== RECORDS SHOWN ==

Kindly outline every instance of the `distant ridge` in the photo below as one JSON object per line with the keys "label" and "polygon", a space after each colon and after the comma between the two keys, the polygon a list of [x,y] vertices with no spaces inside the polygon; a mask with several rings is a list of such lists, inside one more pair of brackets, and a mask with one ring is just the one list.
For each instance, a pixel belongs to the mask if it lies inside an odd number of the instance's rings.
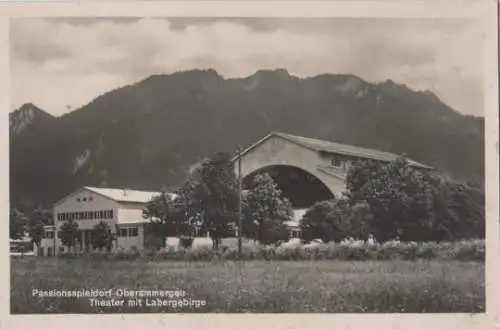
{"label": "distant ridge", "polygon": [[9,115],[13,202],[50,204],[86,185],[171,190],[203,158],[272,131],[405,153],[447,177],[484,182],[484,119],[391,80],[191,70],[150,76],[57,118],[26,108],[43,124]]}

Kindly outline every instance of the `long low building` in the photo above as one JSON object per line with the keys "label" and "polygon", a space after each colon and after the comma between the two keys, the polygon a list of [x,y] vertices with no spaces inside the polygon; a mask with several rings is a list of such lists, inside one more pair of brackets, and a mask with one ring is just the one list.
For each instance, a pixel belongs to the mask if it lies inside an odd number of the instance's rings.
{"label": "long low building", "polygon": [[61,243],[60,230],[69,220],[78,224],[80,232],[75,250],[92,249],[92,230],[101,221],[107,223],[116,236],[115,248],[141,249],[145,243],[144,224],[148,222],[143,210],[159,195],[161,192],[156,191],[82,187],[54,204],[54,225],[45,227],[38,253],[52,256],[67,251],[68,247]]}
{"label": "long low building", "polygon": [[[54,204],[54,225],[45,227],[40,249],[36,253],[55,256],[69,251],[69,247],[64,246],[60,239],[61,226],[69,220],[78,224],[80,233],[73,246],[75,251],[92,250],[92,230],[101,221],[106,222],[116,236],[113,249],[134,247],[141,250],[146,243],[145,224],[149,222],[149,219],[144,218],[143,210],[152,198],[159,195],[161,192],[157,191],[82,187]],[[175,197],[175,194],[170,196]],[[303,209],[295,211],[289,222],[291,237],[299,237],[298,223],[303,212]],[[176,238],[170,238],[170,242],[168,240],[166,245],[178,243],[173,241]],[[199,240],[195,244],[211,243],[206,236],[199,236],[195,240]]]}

===
== RECORDS SHOWN ==

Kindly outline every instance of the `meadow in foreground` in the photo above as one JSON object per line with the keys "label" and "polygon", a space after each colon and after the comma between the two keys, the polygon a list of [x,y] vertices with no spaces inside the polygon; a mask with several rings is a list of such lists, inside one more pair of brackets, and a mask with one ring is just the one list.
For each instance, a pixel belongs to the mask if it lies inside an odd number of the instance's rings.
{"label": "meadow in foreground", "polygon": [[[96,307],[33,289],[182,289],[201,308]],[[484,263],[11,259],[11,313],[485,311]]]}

===
== RECORDS SHOWN ==

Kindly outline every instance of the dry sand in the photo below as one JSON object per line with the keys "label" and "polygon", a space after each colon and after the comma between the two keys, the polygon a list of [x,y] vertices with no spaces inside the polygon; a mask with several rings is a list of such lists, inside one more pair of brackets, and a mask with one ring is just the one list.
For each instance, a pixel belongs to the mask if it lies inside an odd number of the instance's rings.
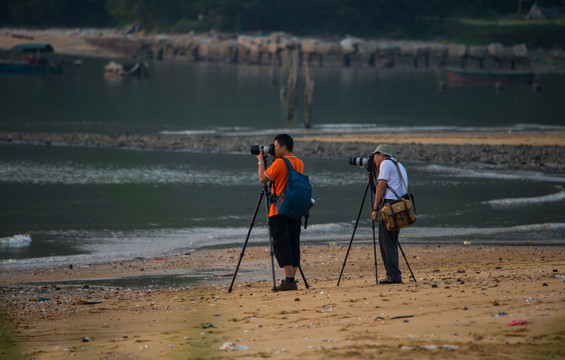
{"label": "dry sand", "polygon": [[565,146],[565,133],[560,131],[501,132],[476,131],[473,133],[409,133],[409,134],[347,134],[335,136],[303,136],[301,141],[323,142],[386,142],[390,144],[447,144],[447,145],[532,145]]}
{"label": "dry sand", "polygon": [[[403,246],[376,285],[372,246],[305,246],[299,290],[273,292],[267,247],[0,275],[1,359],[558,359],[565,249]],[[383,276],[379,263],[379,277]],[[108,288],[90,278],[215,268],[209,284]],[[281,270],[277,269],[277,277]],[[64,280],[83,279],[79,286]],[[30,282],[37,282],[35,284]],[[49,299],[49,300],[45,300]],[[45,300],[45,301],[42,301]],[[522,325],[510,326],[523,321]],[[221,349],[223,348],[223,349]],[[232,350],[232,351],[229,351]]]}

===

[STATED PROBLEM] Pick out every line of the records above that contains the string "foreground" and copy each of those lines in full.

[OUTPUT FOR THIS EXERCISE]
Kindly outline every instance of the `meadow in foreground` in the photo above as one JSON object per line with the keys "label" and "polygon", a space after each colon and after the comma between the two keys, the polygon a list of [x,y] vertices with no spaces inside the polygon; a mask with several rings is a list of such lists, inside one more pair of brackets, and a mask with one ring is just the one list.
{"label": "meadow in foreground", "polygon": [[[96,307],[33,289],[182,289],[201,308]],[[484,263],[11,259],[11,313],[485,311]]]}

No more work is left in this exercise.